* SELECTED EXTRACT *
· · · ·

Nollywood actress, Victoria Inyama in a chat with Saturday Beats has talked about things she feels make the profession look embarrassing compared to how it was when she started her career. Victoria Inyama who made her movie debut with a soap opera titled Ripples between 1998/1999; after she was discovered by Alex Usifo who invited her over for an audition, said;
“My days in the industry were lovely; there was so much love; there was so much hard work. People wanted to act for acting sake, they didn’t want to act because of money. We were competing with who could cry the most, memorise long lines the most, who was the saddest character and stuffs like that unlike now that it is all about unnecessary competition like cars and houses. Back then, it was just innocent and genuine competition. It wasn’t for the fame but integrity.
“The truth is, these days it is an embarrassment being called an actress. You want to be called something else because there is no respect for that name anymore. Sometimes, I can’t wait to qualify as a psychologist so that when you think of Victoria Inyama, it will be in another light. Those in the industry now are doing a lot of things that shouldn’t be done in 2018. It is not just one particular thing that they should stop doing; from the picture, story line, artistes and costumes, some of them are just weird and out of place. Once I see certain names in the production, I don’t even bother,” she said.
Victoria Inyama who narrated how she survived a cancer battle after she moved to the U.K, said;
“I snapped back fast after surviving cancer because we have the medical amenities here and there is adequate aftercare and treatment. So it was just left to me to live the right lifestyle in terms of food intake and taking things easy. The whole process of me surviving cancer taught me humility and also to appreciate life more.
“It started while I was in Nigeria, I used to have serious pain on the left side of my head, I went to notable hospitals and they used to say I had migraine, they gave me drugs for migraine. None of the hospitals bothered to do a proper MRI scan or anything like that. But when I got married and I had to relocate, it got worse and I had to be checked. They found out that I had some cancerous growth in my head; that was in 2005. The medics started the treatment almost immediately. I got married in 2003 and relocated in 2004; when they noticed it, I had just got pregnant with my first child. When I got pregnant, the pain subsided,” she said.

· · · ·

* SUPPLIED MATERIAL *
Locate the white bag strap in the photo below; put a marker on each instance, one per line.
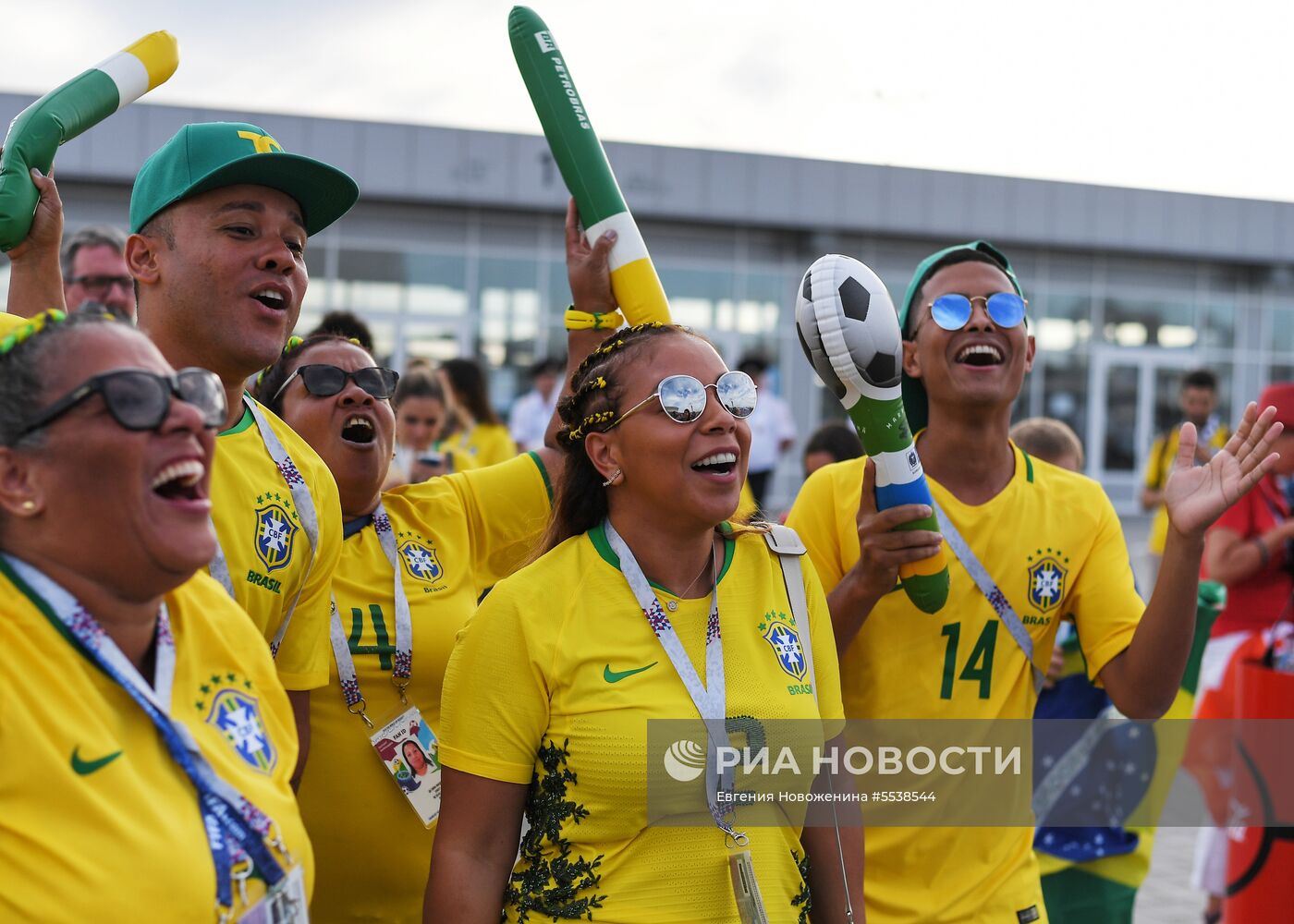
(786, 543)
(787, 546)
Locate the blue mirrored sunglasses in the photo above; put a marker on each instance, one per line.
(953, 310)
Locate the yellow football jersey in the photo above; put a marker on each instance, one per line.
(1052, 542)
(554, 679)
(267, 549)
(97, 822)
(456, 536)
(484, 443)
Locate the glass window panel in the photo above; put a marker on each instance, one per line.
(437, 284)
(1218, 325)
(508, 312)
(379, 265)
(1065, 390)
(1121, 403)
(1134, 322)
(1281, 336)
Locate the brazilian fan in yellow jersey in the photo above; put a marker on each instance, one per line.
(104, 522)
(1048, 539)
(220, 216)
(549, 693)
(455, 537)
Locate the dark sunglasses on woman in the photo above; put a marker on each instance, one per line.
(682, 397)
(325, 381)
(141, 400)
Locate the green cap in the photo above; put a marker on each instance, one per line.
(211, 154)
(915, 401)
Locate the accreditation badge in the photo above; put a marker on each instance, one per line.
(408, 749)
(746, 889)
(284, 904)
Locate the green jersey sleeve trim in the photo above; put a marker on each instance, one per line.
(543, 474)
(598, 536)
(243, 422)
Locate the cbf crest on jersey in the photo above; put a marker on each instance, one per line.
(1047, 574)
(236, 713)
(779, 632)
(275, 530)
(420, 556)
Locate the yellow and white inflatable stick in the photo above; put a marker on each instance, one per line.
(61, 114)
(585, 167)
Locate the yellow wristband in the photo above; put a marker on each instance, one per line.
(582, 320)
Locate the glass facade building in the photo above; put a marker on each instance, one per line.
(471, 263)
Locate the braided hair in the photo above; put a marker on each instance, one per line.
(580, 500)
(25, 354)
(274, 377)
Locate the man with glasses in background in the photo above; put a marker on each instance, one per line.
(93, 263)
(1031, 543)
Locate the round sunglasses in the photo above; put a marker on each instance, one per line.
(953, 310)
(141, 400)
(325, 381)
(682, 397)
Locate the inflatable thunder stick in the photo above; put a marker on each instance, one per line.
(849, 332)
(61, 114)
(584, 167)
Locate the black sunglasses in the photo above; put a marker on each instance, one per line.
(141, 400)
(325, 381)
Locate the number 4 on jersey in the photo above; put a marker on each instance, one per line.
(979, 664)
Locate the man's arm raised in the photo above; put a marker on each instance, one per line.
(35, 277)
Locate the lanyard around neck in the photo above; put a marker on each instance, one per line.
(236, 829)
(301, 501)
(709, 698)
(403, 668)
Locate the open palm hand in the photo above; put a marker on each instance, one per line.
(1196, 496)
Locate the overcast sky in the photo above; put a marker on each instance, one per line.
(1188, 96)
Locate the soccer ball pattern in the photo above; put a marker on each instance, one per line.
(849, 330)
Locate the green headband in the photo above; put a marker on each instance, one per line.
(32, 326)
(915, 401)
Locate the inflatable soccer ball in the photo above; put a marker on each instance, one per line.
(849, 330)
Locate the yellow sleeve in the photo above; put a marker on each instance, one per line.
(1104, 602)
(824, 516)
(825, 664)
(303, 658)
(507, 509)
(494, 704)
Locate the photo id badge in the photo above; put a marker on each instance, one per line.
(285, 904)
(746, 889)
(408, 748)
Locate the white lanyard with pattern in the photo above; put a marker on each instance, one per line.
(237, 831)
(711, 699)
(403, 668)
(304, 505)
(992, 591)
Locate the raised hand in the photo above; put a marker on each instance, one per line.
(47, 226)
(1196, 496)
(883, 548)
(586, 267)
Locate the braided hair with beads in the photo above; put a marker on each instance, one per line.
(580, 498)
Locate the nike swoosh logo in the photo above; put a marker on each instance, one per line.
(616, 675)
(86, 768)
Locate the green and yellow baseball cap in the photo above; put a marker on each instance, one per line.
(207, 155)
(915, 400)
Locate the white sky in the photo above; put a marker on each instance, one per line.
(1188, 96)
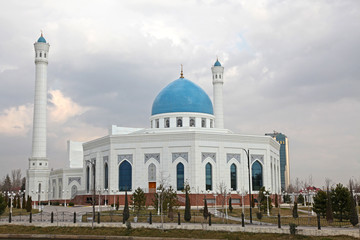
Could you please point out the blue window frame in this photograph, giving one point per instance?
(87, 179)
(257, 178)
(180, 177)
(208, 178)
(233, 177)
(106, 175)
(125, 176)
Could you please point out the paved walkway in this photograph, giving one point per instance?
(63, 216)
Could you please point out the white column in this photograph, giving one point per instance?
(218, 81)
(40, 102)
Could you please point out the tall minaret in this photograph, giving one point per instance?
(38, 172)
(218, 81)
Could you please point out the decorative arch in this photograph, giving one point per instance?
(208, 177)
(73, 191)
(233, 177)
(180, 176)
(152, 172)
(257, 175)
(125, 176)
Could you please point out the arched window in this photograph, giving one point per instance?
(125, 176)
(152, 173)
(203, 122)
(208, 178)
(106, 176)
(180, 177)
(233, 177)
(87, 179)
(73, 191)
(256, 170)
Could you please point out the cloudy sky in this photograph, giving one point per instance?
(290, 66)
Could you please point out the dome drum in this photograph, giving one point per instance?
(182, 120)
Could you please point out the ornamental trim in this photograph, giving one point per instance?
(235, 156)
(127, 157)
(148, 156)
(206, 155)
(77, 179)
(177, 155)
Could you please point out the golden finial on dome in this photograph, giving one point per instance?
(181, 74)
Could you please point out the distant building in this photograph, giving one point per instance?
(284, 158)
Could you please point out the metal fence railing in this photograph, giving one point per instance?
(177, 217)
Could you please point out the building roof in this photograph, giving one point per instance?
(41, 39)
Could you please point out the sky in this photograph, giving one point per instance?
(290, 66)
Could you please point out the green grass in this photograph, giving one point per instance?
(17, 212)
(143, 232)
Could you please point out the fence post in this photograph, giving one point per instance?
(318, 218)
(279, 221)
(242, 220)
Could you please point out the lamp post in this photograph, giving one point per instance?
(11, 195)
(92, 162)
(250, 200)
(99, 191)
(267, 202)
(48, 192)
(243, 194)
(105, 191)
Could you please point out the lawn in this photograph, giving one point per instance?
(143, 232)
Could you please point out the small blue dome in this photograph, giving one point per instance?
(182, 95)
(217, 63)
(41, 39)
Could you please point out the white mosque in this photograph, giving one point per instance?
(185, 143)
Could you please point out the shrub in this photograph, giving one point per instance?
(293, 229)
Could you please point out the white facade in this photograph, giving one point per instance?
(188, 146)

· · · ·

* WHAT YOU SHOULD DO *
From the article on Victoria Inyama, transcribe without alteration the passage that starts with "Victoria Inyama who narrated" and runs through "appreciate life more.".

* SOLUTION TO THIS TASK *
Victoria Inyama who narrated how she survived a cancer battle after she moved to the U.K, said;
“I snapped back fast after surviving cancer because we have the medical amenities here and there is adequate aftercare and treatment. So it was just left to me to live the right lifestyle in terms of food intake and taking things easy. The whole process of me surviving cancer taught me humility and also to appreciate life more.